§ **Persyaratan Tugas 1**
Dalam teks tentang para penghina Nabi, surah apa saja yang dibaca oleh orang Nasrani yang masuk Islam itu?

§ **Teks Bacaan**
:::

April 24, 2024

Portal Berita Pekerja Migran Indonesia

Kisah-Kisah yang Memperingatkan Para Penghina Nabi

5 min read

ApakabarOnline.com – Berikut beberapa kisah tentang kehinaan para pencela Nabi dan hadits Nabi. Semoga kisah-kisah ini menjadi peringatan bagi kita semua sehingga kita tidak termasuk orang demikian.

 

Bumi Tidak Menerima Mayat Penghina Nabi

Imam al-Bukhari meriwayatkan dalam Shahih-nya dari Anas bin Malik radhiyallahu ‘anhu bahwa beliau mengatakan, “Dahulu ada seorang Nasrani yang masuk Islam dan membaca al-Baqarah dan Āli Imrān dan menulis untuk Nabi, lalu dia murtad kembali ke agama Nasrani dan menghina Nabi seraya mengatakan, “Muhammad itu tidak tahu kecuali apa yang dituliskan untuknya saja.” Allah lalu mematikannya dan mereka pun menguburnya, namun esok harinya ternyata dia tergeletak di atas bumi.

:::

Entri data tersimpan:
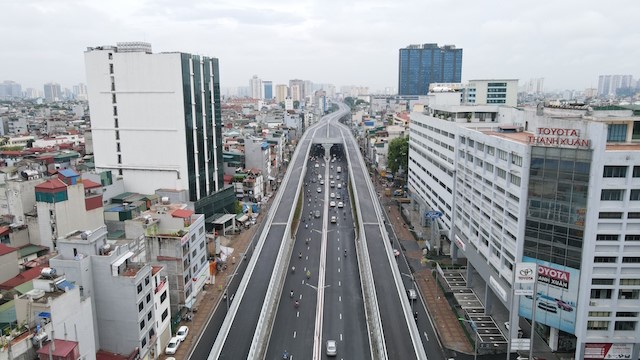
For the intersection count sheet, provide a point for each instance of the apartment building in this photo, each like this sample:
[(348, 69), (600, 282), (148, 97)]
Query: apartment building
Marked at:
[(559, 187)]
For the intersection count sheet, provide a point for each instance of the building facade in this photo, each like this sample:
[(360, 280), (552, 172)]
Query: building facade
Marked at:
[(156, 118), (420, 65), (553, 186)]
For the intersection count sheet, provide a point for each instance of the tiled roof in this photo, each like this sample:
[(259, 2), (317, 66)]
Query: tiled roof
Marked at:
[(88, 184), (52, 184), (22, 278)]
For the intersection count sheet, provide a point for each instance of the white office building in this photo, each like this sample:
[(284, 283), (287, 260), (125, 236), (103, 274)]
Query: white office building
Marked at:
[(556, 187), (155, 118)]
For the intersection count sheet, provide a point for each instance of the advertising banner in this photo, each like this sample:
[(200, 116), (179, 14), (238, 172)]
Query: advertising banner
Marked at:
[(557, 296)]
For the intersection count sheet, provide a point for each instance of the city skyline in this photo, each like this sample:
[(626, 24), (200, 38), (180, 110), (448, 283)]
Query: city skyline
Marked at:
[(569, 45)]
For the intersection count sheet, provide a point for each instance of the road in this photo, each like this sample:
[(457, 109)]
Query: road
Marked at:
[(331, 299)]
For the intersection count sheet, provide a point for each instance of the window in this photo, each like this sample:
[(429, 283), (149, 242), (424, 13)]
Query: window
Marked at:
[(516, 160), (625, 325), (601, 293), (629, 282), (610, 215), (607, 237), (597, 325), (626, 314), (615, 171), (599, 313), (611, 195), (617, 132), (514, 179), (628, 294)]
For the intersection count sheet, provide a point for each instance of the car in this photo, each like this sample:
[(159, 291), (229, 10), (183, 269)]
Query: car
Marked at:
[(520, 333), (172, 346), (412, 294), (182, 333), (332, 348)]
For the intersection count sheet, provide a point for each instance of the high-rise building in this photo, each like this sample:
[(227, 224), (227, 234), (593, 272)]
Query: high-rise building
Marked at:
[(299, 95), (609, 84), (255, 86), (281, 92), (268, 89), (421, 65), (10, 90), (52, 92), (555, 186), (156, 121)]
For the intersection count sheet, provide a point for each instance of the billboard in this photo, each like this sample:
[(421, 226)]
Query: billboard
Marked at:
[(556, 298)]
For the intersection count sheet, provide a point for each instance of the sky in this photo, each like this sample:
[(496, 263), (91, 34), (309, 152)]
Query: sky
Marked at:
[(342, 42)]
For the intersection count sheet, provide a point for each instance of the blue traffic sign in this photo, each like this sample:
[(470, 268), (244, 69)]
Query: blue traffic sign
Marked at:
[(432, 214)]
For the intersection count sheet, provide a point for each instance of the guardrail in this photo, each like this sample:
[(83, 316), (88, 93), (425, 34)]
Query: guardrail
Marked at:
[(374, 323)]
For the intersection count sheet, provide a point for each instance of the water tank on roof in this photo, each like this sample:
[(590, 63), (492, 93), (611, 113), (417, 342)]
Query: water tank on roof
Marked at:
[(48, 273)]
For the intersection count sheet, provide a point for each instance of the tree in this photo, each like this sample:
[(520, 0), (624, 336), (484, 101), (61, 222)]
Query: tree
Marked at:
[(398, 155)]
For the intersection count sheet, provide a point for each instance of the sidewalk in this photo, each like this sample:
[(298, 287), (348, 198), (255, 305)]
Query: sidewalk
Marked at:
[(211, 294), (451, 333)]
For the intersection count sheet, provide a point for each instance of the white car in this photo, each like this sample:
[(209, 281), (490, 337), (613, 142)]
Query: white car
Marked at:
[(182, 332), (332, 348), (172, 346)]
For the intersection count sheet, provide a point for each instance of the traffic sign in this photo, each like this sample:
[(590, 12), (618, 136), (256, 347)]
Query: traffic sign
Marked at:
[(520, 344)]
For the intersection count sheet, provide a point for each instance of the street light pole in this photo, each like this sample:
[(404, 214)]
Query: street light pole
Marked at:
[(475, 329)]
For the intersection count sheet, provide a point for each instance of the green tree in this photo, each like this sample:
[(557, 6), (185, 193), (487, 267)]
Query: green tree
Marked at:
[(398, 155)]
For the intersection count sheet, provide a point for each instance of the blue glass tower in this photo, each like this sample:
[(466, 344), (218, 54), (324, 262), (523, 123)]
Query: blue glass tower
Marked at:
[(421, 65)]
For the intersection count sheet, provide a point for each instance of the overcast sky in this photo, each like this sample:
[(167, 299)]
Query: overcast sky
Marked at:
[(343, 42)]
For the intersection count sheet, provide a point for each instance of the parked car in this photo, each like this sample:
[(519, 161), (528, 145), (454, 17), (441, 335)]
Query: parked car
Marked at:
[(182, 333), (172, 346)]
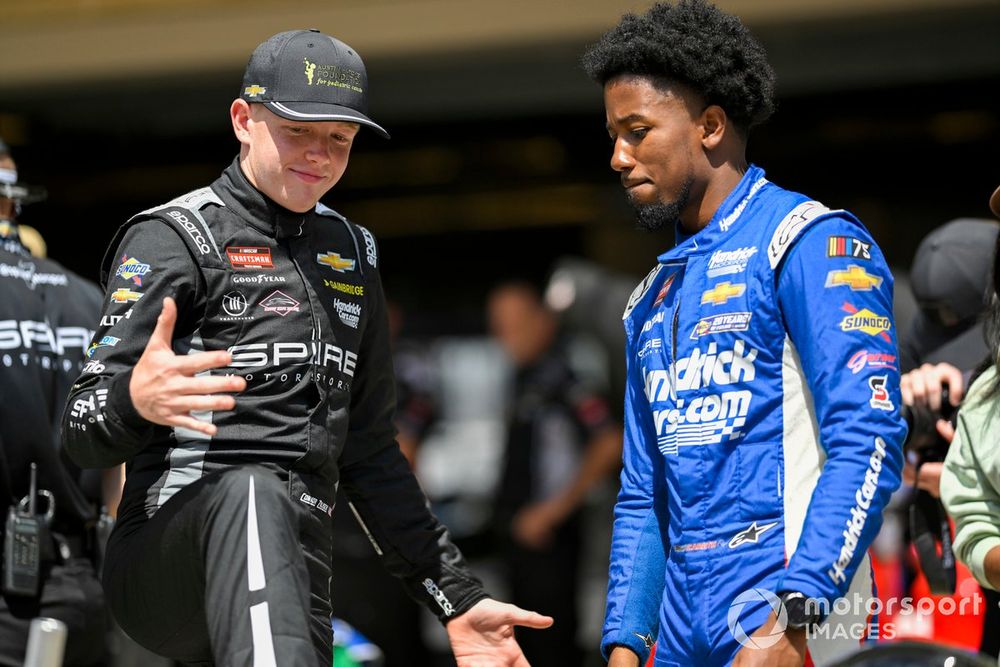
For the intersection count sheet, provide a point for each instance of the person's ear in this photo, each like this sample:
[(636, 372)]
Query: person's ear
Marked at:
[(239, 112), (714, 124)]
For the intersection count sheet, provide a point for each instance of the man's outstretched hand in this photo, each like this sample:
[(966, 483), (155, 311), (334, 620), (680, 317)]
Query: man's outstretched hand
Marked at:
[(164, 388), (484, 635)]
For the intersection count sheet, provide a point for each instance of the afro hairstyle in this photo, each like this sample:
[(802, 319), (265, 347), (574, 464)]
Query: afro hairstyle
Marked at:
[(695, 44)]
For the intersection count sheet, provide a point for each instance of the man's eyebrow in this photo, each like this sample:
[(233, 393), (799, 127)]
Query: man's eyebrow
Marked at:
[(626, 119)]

:::

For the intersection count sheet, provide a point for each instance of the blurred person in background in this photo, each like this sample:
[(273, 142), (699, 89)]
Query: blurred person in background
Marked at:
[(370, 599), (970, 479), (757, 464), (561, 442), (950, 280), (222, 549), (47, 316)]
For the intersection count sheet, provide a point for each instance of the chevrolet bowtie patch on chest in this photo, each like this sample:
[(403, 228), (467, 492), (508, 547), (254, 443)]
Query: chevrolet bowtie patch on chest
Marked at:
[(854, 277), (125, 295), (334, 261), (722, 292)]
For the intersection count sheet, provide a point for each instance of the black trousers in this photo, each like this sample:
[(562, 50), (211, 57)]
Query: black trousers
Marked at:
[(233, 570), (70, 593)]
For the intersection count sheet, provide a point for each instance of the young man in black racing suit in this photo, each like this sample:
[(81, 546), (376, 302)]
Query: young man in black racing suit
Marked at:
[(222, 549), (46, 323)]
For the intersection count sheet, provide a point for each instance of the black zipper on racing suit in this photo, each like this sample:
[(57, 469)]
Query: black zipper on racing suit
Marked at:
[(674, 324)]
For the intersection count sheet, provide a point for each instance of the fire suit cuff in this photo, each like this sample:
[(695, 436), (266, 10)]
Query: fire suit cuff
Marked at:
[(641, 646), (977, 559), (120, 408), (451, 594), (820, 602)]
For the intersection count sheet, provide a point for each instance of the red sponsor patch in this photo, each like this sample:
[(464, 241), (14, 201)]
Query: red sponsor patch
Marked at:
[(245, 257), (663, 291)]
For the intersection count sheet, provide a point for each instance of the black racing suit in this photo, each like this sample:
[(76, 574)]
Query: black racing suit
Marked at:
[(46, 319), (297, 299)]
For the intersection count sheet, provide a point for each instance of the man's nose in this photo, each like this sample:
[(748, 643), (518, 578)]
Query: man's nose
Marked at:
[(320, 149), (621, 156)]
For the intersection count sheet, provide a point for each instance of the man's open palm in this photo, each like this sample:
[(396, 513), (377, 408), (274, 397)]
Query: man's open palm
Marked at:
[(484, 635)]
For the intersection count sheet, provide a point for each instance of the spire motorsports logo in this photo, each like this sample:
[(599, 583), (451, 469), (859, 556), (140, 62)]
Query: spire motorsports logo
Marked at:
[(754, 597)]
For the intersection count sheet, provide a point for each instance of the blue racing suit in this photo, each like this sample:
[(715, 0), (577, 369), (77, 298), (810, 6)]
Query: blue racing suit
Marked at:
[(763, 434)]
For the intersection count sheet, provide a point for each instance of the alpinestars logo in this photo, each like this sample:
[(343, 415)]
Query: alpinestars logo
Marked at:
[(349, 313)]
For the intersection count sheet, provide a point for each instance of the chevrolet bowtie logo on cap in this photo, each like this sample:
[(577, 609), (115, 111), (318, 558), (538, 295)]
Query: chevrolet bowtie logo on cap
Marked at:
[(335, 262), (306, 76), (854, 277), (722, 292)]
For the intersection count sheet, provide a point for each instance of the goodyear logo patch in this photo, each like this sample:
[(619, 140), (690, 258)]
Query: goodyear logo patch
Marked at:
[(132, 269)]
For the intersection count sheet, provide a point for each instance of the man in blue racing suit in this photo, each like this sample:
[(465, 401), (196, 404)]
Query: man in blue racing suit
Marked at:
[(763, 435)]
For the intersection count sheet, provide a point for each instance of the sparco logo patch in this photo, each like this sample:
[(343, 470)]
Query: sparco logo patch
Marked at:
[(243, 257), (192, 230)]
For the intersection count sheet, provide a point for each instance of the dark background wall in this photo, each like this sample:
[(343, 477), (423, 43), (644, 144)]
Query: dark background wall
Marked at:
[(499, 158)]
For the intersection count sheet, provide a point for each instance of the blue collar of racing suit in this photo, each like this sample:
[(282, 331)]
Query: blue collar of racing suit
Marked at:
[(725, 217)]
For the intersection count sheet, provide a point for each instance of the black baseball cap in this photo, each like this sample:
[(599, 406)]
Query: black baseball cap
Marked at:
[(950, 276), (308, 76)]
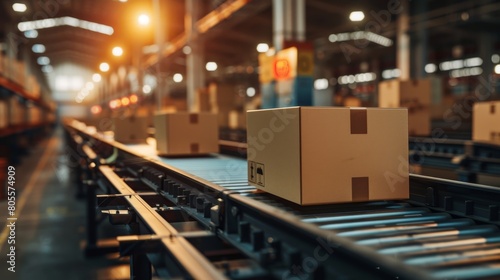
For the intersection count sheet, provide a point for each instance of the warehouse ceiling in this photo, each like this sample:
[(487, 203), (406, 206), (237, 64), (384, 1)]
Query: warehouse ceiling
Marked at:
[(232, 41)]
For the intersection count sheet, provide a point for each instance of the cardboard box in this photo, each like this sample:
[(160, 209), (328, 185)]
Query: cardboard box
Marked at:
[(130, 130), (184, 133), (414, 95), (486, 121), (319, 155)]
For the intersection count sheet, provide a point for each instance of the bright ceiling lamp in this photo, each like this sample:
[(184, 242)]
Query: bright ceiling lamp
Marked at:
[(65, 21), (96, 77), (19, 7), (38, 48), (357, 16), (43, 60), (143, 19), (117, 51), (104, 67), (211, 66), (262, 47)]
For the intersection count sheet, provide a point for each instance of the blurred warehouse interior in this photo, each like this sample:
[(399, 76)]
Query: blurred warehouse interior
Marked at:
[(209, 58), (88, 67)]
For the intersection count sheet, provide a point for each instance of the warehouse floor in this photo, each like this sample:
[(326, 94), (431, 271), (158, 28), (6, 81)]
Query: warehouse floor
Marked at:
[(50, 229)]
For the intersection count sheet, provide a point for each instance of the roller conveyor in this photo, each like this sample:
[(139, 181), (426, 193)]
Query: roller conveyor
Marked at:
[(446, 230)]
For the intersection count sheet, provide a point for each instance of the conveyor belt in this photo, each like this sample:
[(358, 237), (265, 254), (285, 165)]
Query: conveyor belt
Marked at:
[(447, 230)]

:::

§ **Persyaratan Tugas 2**
Pada entri, tukar "intersection count sheet" dengan "crossing tally sheet" di bagian yang dimulai dari baris berisi "of the apartment" dan berakhir pada baris berisi "179), (628, 294)]", termasuk kedua baris batas itu. Tulis ulang bagian tersebut saja tanpa perubahan lain.

§ **Jawaban yang Diharapkan 1**
Al-Baqarah dan Āli Imrān.

§ **Jawaban yang Diharapkan 2**
For the crossing tally sheet, provide a point for each instance of the apartment building in this photo, each like this sample:
[(348, 69), (600, 282), (148, 97)]
Query: apartment building
Marked at:
[(559, 187)]
For the crossing tally sheet, provide a point for each instance of the building facade in this photo, each like this sample:
[(360, 280), (552, 172)]
Query: building facade
Marked at:
[(156, 118), (420, 65), (553, 186)]
For the crossing tally sheet, provide a point for each instance of the tiled roof in this photo, each like this sample:
[(259, 2), (317, 66)]
Query: tiled roof
Marked at:
[(88, 184), (52, 184), (22, 278)]
For the crossing tally sheet, provide a point for each instance of the white office building in this photo, each like this sample:
[(284, 283), (287, 260), (125, 236), (103, 274)]
Query: white office building
Marked at:
[(556, 187), (155, 118)]
For the crossing tally sheet, provide a point for each instance of the advertising banner in this photo, each like this sample:
[(200, 116), (179, 14), (238, 172)]
Query: advertising banner
Marked at:
[(557, 296)]
For the crossing tally sheet, provide a point for each instance of the city skyline in this photo, each like this sample:
[(626, 24), (200, 38), (180, 110), (448, 283)]
Query: city skyline
Marked at:
[(569, 45)]
For the crossing tally sheet, provide a point for each instance of the road in this photo, each like this sample:
[(457, 109)]
Query: road
Marked at:
[(331, 299)]
For the crossing tally sheet, provide a point for each instance of the window in this photo, each like this sample:
[(429, 283), (149, 242), (424, 13)]
Query: window
Marked at:
[(516, 160), (625, 325), (601, 293), (629, 282), (610, 215), (607, 237), (597, 325), (626, 314), (615, 171), (599, 313), (611, 195), (617, 132), (514, 179), (628, 294)]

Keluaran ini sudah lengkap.